WHAT IS BEING ASKED :: Once you reach the line that contains "Practice. Find the cat in", retype it and every line after it exactly, ending with the last line of the entries.

Excerpts from a dataset

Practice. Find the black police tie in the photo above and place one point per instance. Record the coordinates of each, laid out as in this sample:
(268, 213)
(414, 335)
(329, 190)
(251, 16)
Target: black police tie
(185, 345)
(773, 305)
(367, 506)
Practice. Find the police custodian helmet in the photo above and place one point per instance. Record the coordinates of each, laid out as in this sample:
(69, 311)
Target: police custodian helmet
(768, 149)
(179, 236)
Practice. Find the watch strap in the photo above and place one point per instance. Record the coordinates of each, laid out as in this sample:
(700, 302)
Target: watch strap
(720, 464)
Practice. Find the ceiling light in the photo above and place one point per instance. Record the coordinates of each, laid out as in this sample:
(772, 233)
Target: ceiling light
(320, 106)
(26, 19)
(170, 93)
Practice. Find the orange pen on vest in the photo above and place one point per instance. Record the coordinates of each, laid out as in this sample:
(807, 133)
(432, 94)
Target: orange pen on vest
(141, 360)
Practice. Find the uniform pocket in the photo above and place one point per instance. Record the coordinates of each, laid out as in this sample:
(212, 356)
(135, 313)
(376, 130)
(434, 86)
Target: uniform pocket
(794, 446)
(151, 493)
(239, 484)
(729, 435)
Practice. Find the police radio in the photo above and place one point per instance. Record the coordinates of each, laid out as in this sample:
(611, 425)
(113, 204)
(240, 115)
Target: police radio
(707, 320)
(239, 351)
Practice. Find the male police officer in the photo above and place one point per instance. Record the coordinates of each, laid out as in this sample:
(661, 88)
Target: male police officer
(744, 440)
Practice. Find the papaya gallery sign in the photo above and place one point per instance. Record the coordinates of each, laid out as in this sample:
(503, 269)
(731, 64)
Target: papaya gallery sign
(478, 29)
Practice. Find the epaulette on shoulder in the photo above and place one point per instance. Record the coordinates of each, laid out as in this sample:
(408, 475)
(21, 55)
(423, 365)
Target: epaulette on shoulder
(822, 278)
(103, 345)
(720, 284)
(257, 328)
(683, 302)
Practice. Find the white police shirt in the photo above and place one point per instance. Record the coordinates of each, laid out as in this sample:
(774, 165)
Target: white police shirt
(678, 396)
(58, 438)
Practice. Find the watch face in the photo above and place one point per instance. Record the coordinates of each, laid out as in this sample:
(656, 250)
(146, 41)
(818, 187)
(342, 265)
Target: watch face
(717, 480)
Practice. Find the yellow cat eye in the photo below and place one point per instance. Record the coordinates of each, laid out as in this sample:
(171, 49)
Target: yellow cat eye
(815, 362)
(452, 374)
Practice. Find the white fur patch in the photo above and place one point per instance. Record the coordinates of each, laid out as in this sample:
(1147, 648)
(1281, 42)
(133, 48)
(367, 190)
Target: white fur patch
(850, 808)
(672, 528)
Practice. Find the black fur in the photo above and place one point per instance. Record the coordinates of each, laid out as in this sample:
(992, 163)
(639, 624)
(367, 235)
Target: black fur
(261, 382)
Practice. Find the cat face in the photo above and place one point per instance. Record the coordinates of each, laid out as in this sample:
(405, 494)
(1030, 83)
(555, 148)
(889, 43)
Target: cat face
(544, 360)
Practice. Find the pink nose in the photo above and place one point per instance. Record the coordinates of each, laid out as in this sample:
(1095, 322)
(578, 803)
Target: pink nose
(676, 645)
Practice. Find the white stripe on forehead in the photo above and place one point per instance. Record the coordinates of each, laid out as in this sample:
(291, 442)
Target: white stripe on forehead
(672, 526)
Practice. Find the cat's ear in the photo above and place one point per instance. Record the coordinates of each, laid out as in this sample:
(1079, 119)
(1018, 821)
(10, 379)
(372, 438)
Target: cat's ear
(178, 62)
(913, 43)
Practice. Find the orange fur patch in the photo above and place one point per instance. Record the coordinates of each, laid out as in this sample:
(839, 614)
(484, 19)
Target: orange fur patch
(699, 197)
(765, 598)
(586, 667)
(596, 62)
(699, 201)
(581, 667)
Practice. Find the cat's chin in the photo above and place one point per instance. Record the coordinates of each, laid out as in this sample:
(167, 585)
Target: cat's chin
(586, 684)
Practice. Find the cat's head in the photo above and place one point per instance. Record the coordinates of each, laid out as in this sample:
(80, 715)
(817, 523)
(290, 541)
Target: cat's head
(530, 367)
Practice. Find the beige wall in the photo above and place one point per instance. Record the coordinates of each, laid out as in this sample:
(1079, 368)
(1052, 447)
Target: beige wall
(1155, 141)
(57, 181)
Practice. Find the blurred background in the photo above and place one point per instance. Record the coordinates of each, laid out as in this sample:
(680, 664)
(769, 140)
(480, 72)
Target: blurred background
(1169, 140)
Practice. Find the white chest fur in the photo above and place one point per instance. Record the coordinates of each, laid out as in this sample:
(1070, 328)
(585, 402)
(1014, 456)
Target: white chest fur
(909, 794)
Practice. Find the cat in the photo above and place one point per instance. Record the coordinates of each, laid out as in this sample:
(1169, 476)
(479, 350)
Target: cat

RESULT ::
Practice. Find the cat in the photo above and place one point per instance. Record the coordinates of each, laid out as in this sample:
(1169, 476)
(479, 350)
Target: cat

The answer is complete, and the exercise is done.